## Assigned task
Starting at the line that contains "Locate the eyebrow", transcribe each line through the end of the material below, exactly and nothing else, leaving out the pictures.

-- Records to process follows --

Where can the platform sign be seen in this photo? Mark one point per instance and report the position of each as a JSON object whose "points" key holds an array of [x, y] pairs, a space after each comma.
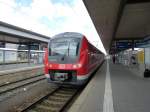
{"points": [[10, 56], [140, 55], [123, 45]]}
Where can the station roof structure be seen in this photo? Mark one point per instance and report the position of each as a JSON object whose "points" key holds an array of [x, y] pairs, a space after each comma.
{"points": [[119, 19], [13, 34]]}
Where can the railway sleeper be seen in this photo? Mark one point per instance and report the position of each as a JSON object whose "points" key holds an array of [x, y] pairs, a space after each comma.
{"points": [[55, 98], [52, 103], [43, 108]]}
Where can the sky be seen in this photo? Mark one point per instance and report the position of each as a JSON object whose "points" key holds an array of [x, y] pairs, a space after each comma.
{"points": [[50, 17]]}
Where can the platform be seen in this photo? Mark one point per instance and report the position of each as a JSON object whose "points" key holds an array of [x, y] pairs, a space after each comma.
{"points": [[11, 68], [123, 91]]}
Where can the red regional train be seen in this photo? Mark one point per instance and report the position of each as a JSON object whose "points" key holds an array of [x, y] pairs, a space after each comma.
{"points": [[71, 59]]}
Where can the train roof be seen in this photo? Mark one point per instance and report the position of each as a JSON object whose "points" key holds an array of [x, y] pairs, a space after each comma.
{"points": [[68, 34]]}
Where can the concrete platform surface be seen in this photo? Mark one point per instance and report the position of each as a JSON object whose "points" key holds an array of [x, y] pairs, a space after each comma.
{"points": [[11, 68], [114, 89]]}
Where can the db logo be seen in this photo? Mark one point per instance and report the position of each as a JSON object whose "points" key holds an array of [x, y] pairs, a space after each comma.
{"points": [[62, 66]]}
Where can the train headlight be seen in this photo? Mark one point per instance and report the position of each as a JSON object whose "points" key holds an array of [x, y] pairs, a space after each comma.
{"points": [[77, 65], [50, 65]]}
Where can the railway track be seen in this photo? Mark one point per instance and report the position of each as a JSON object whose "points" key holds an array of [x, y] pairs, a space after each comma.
{"points": [[5, 88], [55, 101]]}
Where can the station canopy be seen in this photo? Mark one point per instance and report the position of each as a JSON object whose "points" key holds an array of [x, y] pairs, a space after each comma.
{"points": [[12, 34], [117, 20]]}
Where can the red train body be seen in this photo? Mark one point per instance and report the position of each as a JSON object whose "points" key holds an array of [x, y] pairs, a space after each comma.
{"points": [[71, 59]]}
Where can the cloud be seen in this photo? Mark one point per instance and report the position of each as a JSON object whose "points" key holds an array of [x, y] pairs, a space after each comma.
{"points": [[50, 17]]}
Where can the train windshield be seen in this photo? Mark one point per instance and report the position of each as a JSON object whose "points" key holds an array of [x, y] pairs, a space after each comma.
{"points": [[64, 47]]}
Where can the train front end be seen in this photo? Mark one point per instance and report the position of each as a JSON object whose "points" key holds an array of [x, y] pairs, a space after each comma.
{"points": [[65, 60]]}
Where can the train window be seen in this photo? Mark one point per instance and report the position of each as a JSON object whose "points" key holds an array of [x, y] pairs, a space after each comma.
{"points": [[64, 47], [73, 48]]}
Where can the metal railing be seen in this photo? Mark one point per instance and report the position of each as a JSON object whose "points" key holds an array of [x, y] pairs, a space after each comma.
{"points": [[8, 56]]}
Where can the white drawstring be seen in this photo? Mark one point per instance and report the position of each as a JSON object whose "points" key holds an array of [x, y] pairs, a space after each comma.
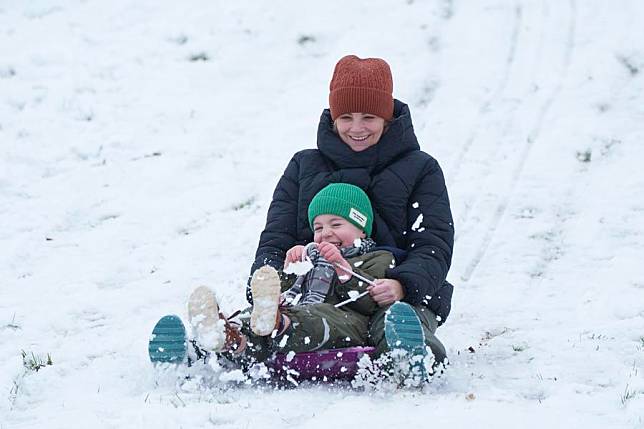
{"points": [[345, 302]]}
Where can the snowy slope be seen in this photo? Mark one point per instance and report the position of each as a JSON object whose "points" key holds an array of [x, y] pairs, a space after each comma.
{"points": [[140, 142]]}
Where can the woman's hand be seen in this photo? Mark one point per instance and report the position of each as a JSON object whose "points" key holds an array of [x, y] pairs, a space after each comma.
{"points": [[294, 254], [331, 253], [386, 291]]}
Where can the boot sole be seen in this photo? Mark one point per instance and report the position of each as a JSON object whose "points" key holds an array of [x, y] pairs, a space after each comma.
{"points": [[203, 314], [265, 288], [168, 341], [404, 331]]}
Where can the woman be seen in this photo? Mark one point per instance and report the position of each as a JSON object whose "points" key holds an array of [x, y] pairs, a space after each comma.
{"points": [[366, 138]]}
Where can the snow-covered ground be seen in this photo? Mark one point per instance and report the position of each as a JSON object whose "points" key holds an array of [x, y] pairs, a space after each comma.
{"points": [[140, 142]]}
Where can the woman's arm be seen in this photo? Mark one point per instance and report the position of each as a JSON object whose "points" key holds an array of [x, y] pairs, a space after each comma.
{"points": [[280, 232], [430, 238]]}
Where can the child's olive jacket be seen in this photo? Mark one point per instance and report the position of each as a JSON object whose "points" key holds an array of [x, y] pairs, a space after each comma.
{"points": [[371, 265], [409, 198]]}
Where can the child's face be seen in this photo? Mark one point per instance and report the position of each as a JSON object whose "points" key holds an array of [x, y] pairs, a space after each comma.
{"points": [[335, 230]]}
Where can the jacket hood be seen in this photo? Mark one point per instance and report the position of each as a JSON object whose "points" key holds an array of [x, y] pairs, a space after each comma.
{"points": [[398, 139]]}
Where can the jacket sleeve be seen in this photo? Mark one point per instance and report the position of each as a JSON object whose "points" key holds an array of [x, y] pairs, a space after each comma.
{"points": [[280, 232], [430, 239]]}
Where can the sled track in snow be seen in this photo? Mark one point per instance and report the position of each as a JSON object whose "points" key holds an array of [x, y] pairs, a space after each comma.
{"points": [[493, 99], [532, 136]]}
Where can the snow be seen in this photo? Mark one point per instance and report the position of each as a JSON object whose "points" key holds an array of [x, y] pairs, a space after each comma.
{"points": [[140, 143], [299, 268]]}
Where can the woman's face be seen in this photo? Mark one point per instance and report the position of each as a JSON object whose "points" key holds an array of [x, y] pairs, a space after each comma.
{"points": [[359, 130]]}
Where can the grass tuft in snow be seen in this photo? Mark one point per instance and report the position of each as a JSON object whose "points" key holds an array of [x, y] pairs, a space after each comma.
{"points": [[305, 39], [584, 155], [201, 56], [32, 362], [244, 204], [628, 394], [13, 325]]}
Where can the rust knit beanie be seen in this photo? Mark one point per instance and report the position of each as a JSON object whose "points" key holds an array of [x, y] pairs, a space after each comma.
{"points": [[362, 86]]}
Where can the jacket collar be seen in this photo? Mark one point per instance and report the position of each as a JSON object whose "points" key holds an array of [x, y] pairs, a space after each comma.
{"points": [[398, 139]]}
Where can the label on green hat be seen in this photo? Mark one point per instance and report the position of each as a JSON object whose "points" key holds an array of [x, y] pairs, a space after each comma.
{"points": [[358, 217]]}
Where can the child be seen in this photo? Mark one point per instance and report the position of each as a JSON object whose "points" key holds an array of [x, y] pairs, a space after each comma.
{"points": [[307, 319]]}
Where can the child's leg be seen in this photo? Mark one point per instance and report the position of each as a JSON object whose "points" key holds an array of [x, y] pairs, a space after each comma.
{"points": [[429, 324], [322, 326], [312, 327]]}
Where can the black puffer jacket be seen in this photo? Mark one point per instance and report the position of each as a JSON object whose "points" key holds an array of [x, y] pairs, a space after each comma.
{"points": [[408, 195]]}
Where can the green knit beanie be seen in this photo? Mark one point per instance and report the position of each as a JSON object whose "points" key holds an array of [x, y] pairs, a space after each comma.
{"points": [[344, 200]]}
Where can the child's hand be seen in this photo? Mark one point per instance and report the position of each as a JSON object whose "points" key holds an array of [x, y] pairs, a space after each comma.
{"points": [[294, 254], [332, 254]]}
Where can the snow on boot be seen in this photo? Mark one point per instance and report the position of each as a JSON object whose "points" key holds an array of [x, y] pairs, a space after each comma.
{"points": [[203, 314], [406, 340], [265, 288], [212, 331], [168, 341]]}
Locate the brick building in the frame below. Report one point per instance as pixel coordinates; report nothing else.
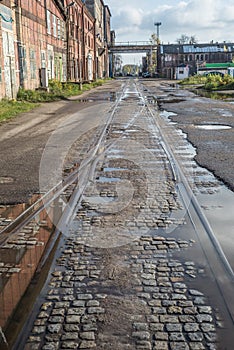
(51, 39)
(102, 15)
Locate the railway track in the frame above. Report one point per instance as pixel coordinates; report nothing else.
(129, 184)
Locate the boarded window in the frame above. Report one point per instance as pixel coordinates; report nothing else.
(48, 19)
(55, 26)
(32, 64)
(59, 29)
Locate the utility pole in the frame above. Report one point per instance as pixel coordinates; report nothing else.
(158, 24)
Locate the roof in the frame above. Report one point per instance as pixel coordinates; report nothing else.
(219, 65)
(197, 48)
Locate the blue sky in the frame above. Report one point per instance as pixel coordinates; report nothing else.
(206, 19)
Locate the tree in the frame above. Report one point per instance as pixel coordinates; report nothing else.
(185, 39)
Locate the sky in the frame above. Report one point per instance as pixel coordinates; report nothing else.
(133, 20)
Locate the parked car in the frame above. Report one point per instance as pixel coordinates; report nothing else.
(146, 75)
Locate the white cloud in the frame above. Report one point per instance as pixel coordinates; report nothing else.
(206, 19)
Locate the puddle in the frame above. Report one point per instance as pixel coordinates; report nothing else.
(21, 253)
(108, 179)
(219, 209)
(216, 200)
(213, 127)
(111, 96)
(6, 180)
(114, 169)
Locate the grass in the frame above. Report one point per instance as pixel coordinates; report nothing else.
(9, 109)
(29, 99)
(211, 82)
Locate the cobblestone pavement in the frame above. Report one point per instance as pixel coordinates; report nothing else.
(129, 271)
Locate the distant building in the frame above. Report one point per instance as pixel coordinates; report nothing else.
(195, 56)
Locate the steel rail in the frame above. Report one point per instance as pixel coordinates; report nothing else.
(26, 216)
(181, 178)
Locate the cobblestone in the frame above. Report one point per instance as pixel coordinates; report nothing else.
(118, 281)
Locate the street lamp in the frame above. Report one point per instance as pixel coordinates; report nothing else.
(158, 24)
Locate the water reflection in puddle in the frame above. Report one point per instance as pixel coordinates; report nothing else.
(216, 200)
(213, 127)
(108, 179)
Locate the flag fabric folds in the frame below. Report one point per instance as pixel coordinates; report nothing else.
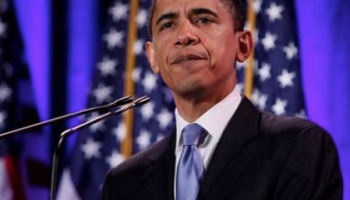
(277, 86)
(123, 70)
(11, 68)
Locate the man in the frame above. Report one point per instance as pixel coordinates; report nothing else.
(236, 152)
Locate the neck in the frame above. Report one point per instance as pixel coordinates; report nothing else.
(191, 107)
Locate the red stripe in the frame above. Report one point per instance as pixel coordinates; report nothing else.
(14, 174)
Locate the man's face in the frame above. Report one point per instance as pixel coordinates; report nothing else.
(194, 46)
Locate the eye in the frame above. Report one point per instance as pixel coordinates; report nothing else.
(203, 20)
(166, 25)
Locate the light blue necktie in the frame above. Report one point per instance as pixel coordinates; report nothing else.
(190, 167)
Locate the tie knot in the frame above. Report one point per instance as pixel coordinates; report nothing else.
(193, 133)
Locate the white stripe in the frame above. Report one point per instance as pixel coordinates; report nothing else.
(5, 187)
(66, 188)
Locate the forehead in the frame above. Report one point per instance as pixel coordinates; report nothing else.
(185, 6)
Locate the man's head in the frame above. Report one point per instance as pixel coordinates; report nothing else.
(195, 46)
(237, 8)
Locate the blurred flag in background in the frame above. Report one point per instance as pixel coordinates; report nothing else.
(123, 70)
(20, 167)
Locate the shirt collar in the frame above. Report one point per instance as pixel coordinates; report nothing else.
(215, 120)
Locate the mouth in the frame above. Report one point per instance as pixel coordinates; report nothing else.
(188, 57)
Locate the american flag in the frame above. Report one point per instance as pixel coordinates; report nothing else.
(11, 187)
(277, 88)
(99, 148)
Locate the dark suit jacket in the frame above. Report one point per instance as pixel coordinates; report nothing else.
(259, 157)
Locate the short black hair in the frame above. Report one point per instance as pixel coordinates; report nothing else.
(238, 10)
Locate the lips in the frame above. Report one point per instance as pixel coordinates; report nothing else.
(178, 59)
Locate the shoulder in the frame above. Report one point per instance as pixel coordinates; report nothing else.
(122, 179)
(141, 161)
(292, 129)
(300, 144)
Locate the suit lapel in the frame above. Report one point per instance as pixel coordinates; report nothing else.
(165, 165)
(230, 158)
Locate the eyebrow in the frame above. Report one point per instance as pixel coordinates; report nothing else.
(199, 11)
(170, 15)
(195, 11)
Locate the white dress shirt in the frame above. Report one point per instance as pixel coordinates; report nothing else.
(214, 121)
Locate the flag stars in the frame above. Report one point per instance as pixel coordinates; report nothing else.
(286, 78)
(102, 93)
(141, 18)
(149, 82)
(114, 38)
(147, 111)
(164, 118)
(2, 119)
(5, 93)
(269, 41)
(290, 50)
(264, 72)
(259, 99)
(144, 139)
(115, 159)
(279, 107)
(107, 66)
(257, 6)
(301, 114)
(91, 149)
(120, 132)
(119, 11)
(274, 12)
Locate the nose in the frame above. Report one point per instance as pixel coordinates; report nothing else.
(186, 35)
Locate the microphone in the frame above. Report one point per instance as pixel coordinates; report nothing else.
(137, 102)
(64, 134)
(116, 103)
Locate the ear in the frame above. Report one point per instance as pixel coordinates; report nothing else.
(151, 56)
(245, 45)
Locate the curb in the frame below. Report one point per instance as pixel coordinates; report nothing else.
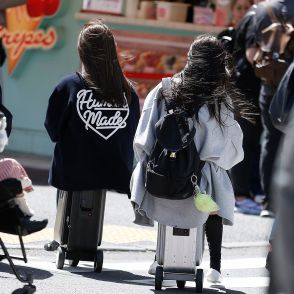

-- Records to process concluded --

## Solved problem
Locate the eyebrow in the frame above. Report one point per instance as pixel coordinates; report nothing else.
(199, 11)
(170, 15)
(195, 11)
Locate the white dress shirt in the frame above. Report one point per instance as pixel coordinates; report nothing else.
(214, 121)
Locate the flag stars in the frame above. Report one point per instance as pixel coordinates; report nothing else.
(286, 78)
(102, 93)
(141, 18)
(149, 82)
(114, 38)
(147, 111)
(164, 118)
(2, 119)
(5, 93)
(269, 41)
(290, 50)
(264, 72)
(259, 99)
(144, 139)
(115, 159)
(279, 107)
(107, 66)
(257, 6)
(301, 114)
(91, 149)
(120, 132)
(119, 11)
(274, 12)
Locate the nose in the frame above. Report one point per instance as pixel coordinates; report nothing else.
(186, 35)
Locate the microphone in the frame above. Report one point per instance as pixel coordinates; report nothing else.
(137, 102)
(64, 134)
(116, 103)
Locate the ear in the frame above. Report one point per instance as pixel coordinates; report nothing else.
(151, 56)
(245, 45)
Locate the curb in the frame below. Report one point per instance as pixel coordinates; report nothing else.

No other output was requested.